**DOCUMENT EXTRACT:**
-- BEGIN --

The series is relatively simple, except for patch 4 (IMHO) due to ELF.

- Patches 1-2 simplify ELF code in modpost.c (code moves, not in-depth).
- Patches 3-4 implement the feature (patch 4 is more in-depth).
- Patches 5-6 consume and expose it.

I have tested it on x86_64 with next-20220721, and it looks correct
('modprobe sysctl:nf_conntrack_max' works; other aliases there; see below).

I plan to test other archs by cross-building 'allmodconfig' and checking
the .mod.c files and modpost output (eg, warnings) for no changes at all,
and nf_conntrack.mod.c for expected sysctl aliases. [based on feedback.]
(i.e., changes didn't break modpost, and ELF code works on other archs.)

Happy to receive suggestions to improve test coverage and functionality.

I didn't look much at auto-registration with modpost using the register
functions for sysctl, but it seems it would need plumbing, if possible.

Let's see review/feedback on the basics first.

thanks,
Mauricio

...

Some context.

Even though that issue might be expected and obvious, its consequences
sometimes are not.

An example is the nf_conntrack_max value, that in busy gateways/routers
/cloud deployments can affect performance and functionality more subtly,
or even fill the kernel log non-stop with 'table full, dropping packet',
if a value greater than the default value is not used.

The current solution (workaround, arguably) for this is to include such
modules in /etc/modules (or in /etc/modules-load.d/*.conf with systemd),
which loads them before an userspace tool (procps's sysctl or systemd's
systemd-sysctl{,.service}) runs, so /proc/sys/... exists when it runs.

...

That is simple, indeed, but comes w/ technical debt. (ugly stuff warning!)

Now there are many _different_ pieces of code that use the _same_ module
doing that (eg, deployment tools/scripts for openstack nova and neutron,
firewalls, and maybe more).

And sometimes when components are split or deployed to different nodes
it turns out that in the next reboot we figure (through an issue) that
some component did set /etc/sysctl.conf but not /etc/modules.conf, or
relied in the ex-colocated component doing that.

-- END --

**WHAT YOU NEED TO DO:**
A. In the patch message above, reproduce the passage from "Some context." to "when it runs.".
B. According to the patch message, on which architecture and with which tree was the series tested?
C. Which paths beginning with /etc does the patch message mention?

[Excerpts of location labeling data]
-- BEGIN --

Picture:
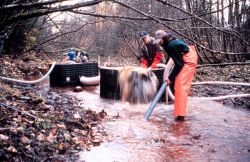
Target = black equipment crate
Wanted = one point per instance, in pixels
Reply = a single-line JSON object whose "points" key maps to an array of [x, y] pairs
{"points": [[109, 87], [69, 74]]}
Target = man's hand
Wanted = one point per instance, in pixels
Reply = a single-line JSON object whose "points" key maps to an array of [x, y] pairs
{"points": [[167, 81]]}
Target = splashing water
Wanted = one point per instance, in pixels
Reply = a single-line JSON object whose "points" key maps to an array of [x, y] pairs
{"points": [[137, 85]]}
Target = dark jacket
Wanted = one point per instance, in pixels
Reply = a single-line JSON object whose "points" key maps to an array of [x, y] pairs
{"points": [[151, 53], [175, 49]]}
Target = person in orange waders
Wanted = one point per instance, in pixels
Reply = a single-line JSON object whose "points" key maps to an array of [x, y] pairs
{"points": [[185, 60], [151, 52]]}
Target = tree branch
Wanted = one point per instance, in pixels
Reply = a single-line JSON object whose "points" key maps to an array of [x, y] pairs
{"points": [[173, 29]]}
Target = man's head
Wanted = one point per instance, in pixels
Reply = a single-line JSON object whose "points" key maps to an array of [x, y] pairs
{"points": [[160, 34], [145, 37]]}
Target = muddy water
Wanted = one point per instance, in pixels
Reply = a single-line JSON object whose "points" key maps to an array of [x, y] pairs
{"points": [[212, 132]]}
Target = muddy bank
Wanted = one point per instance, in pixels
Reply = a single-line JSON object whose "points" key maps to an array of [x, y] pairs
{"points": [[212, 132], [39, 123], [232, 73]]}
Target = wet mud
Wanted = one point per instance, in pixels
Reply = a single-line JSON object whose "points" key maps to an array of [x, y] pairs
{"points": [[211, 132]]}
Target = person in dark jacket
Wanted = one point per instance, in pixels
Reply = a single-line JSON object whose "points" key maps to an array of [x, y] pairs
{"points": [[185, 60], [151, 52]]}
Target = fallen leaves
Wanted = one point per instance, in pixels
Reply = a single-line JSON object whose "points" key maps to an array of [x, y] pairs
{"points": [[3, 137], [25, 140]]}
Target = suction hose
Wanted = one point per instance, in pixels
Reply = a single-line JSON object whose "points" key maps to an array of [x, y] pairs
{"points": [[170, 94]]}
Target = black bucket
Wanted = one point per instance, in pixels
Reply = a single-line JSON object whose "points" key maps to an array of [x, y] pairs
{"points": [[109, 87]]}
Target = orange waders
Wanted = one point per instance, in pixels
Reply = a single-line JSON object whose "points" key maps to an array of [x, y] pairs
{"points": [[183, 81]]}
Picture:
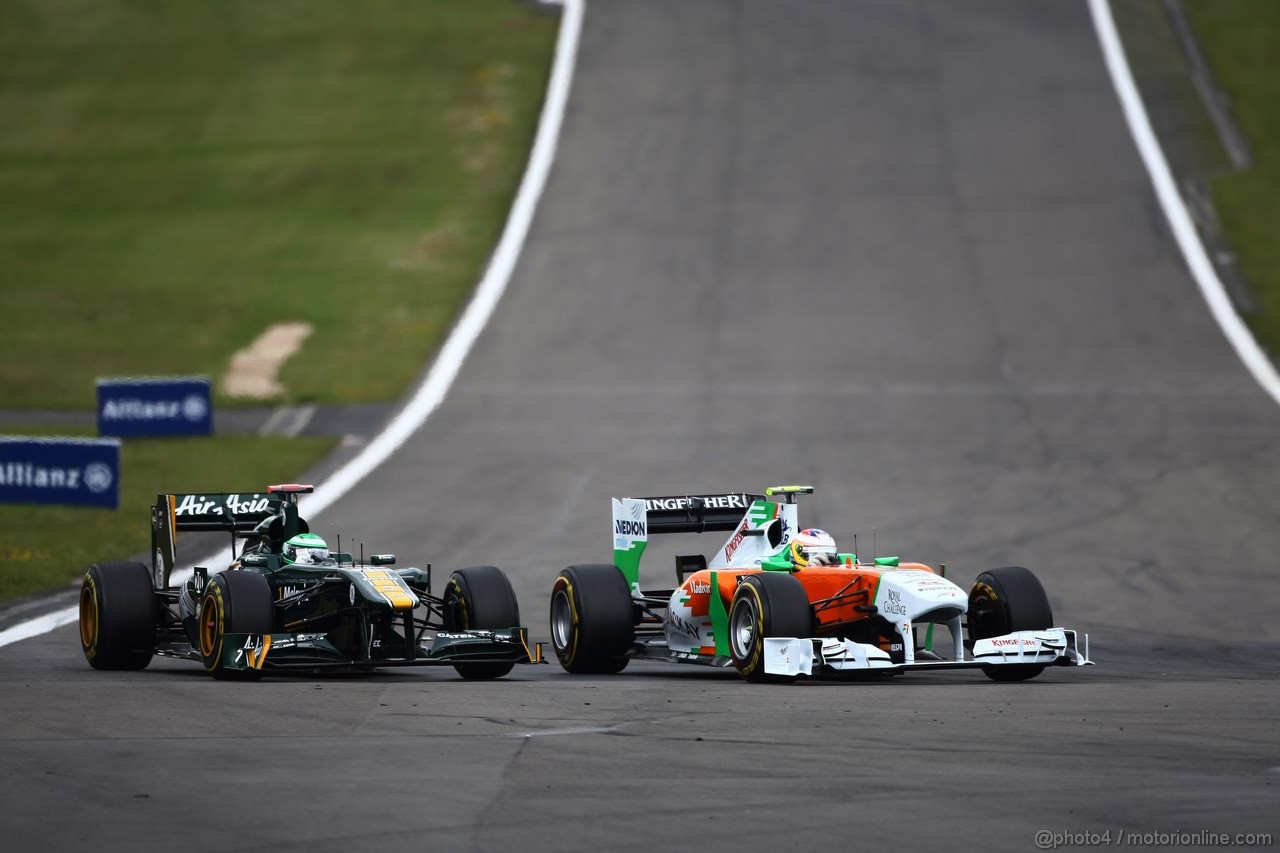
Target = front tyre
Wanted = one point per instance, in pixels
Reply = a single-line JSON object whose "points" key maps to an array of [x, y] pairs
{"points": [[593, 619], [118, 616], [766, 605], [234, 602], [1004, 601], [480, 597]]}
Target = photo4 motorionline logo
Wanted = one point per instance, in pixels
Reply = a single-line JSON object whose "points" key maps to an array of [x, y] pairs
{"points": [[1051, 840]]}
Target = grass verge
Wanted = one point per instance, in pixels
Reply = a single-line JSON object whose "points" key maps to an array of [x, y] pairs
{"points": [[1239, 39], [44, 547], [176, 177]]}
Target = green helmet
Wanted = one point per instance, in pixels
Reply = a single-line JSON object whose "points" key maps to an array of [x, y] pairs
{"points": [[306, 550]]}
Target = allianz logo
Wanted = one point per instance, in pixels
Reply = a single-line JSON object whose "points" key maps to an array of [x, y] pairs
{"points": [[94, 477], [193, 407]]}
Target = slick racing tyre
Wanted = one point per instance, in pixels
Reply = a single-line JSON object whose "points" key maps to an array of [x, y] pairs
{"points": [[1004, 601], [118, 616], [593, 619], [766, 605], [234, 602], [480, 597]]}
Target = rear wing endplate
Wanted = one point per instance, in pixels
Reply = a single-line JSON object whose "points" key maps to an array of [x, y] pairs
{"points": [[273, 515]]}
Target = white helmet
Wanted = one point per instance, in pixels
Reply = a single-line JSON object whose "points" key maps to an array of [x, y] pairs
{"points": [[813, 547]]}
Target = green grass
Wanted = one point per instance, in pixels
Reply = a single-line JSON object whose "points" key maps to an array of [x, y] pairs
{"points": [[176, 177], [44, 547], [1242, 42]]}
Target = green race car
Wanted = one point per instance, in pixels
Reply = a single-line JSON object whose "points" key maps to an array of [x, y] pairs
{"points": [[287, 602]]}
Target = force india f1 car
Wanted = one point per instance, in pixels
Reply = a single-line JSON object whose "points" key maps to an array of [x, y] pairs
{"points": [[270, 612], [753, 607]]}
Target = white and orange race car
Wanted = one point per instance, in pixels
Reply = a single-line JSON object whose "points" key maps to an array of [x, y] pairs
{"points": [[753, 607]]}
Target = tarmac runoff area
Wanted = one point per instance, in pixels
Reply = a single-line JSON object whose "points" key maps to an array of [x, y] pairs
{"points": [[904, 252]]}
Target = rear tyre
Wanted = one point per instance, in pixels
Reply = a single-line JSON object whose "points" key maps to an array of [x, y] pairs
{"points": [[1004, 601], [234, 602], [476, 598], [118, 616], [766, 605], [593, 619]]}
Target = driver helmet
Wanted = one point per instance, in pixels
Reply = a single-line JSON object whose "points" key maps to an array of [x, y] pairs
{"points": [[813, 547], [306, 550]]}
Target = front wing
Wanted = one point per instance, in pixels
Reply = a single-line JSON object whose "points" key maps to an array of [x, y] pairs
{"points": [[312, 651], [831, 656]]}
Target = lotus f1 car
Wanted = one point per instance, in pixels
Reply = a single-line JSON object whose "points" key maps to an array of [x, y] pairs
{"points": [[269, 612], [749, 606]]}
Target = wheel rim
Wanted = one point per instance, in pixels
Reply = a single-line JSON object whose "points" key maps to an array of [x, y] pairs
{"points": [[741, 628], [208, 626], [562, 620], [88, 616]]}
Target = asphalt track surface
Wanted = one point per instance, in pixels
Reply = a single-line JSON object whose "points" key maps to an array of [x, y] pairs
{"points": [[904, 251]]}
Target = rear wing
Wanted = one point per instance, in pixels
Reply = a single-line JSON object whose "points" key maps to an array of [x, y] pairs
{"points": [[696, 512], [759, 527], [272, 515]]}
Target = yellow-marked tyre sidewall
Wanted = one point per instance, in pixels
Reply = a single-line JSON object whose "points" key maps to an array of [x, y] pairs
{"points": [[92, 607], [565, 587], [455, 593], [213, 626], [753, 666]]}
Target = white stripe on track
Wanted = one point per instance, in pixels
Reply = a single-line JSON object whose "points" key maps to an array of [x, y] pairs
{"points": [[1175, 210], [444, 370]]}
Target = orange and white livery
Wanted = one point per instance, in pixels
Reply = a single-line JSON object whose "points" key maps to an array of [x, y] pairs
{"points": [[777, 601]]}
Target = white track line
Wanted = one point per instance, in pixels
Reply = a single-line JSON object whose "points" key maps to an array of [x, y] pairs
{"points": [[444, 370], [1175, 210]]}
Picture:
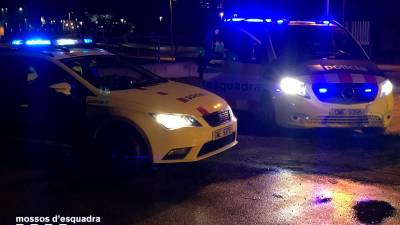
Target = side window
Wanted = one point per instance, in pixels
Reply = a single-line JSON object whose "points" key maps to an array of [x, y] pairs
{"points": [[41, 74], [241, 46]]}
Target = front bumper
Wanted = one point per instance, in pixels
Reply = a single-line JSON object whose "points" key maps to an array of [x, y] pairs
{"points": [[198, 139], [300, 112]]}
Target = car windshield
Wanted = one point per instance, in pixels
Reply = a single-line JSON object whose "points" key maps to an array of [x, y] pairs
{"points": [[112, 73], [299, 43]]}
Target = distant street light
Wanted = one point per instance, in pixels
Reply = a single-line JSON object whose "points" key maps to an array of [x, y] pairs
{"points": [[171, 26], [327, 8], [69, 15]]}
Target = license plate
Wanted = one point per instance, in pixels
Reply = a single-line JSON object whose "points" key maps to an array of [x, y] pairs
{"points": [[347, 112], [223, 132]]}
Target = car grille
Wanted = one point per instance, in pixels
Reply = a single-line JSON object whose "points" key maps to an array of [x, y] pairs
{"points": [[348, 120], [218, 118], [216, 144], [343, 93]]}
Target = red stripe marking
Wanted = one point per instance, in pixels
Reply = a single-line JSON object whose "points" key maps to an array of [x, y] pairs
{"points": [[345, 78], [162, 93], [371, 79], [184, 100], [202, 110], [318, 79]]}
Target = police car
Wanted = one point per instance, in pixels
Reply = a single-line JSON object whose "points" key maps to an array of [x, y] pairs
{"points": [[298, 74], [62, 91]]}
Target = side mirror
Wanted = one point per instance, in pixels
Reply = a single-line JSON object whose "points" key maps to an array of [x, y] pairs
{"points": [[63, 88]]}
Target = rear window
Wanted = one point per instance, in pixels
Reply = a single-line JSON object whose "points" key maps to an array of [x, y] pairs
{"points": [[298, 43]]}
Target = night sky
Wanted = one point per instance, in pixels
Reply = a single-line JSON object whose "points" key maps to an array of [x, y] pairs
{"points": [[187, 12]]}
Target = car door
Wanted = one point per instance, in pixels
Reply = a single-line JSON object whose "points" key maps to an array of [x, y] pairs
{"points": [[240, 66], [55, 102], [12, 96]]}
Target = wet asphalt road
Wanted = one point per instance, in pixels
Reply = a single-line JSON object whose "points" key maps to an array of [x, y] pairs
{"points": [[314, 177]]}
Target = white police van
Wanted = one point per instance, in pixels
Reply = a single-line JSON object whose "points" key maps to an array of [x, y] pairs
{"points": [[298, 74]]}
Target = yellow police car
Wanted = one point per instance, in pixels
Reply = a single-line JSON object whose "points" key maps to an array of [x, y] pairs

-- END --

**TASK SOLUTIONS:**
A.
Some context.

Even though that issue might be expected and obvious, its consequences
sometimes are not.

An example is the nf_conntrack_max value, that in busy gateways/routers
/cloud deployments can affect performance and functionality more subtly,
or even fill the kernel log non-stop with 'table full, dropping packet',
if a value greater than the default value is not used.

The current solution (workaround, arguably) for this is to include such
modules in /etc/modules (or in /etc/modules-load.d/*.conf with systemd),
which loads them before an userspace tool (procps's sysctl or systemd's
systemd-sysctl{,.service}) runs, so /proc/sys/... exists when it runs.

B. On x86_64 with next-20220721.

C.
/etc/modules
/etc/modules-load.d/*.conf
/etc/sysctl.conf
/etc/modules.conf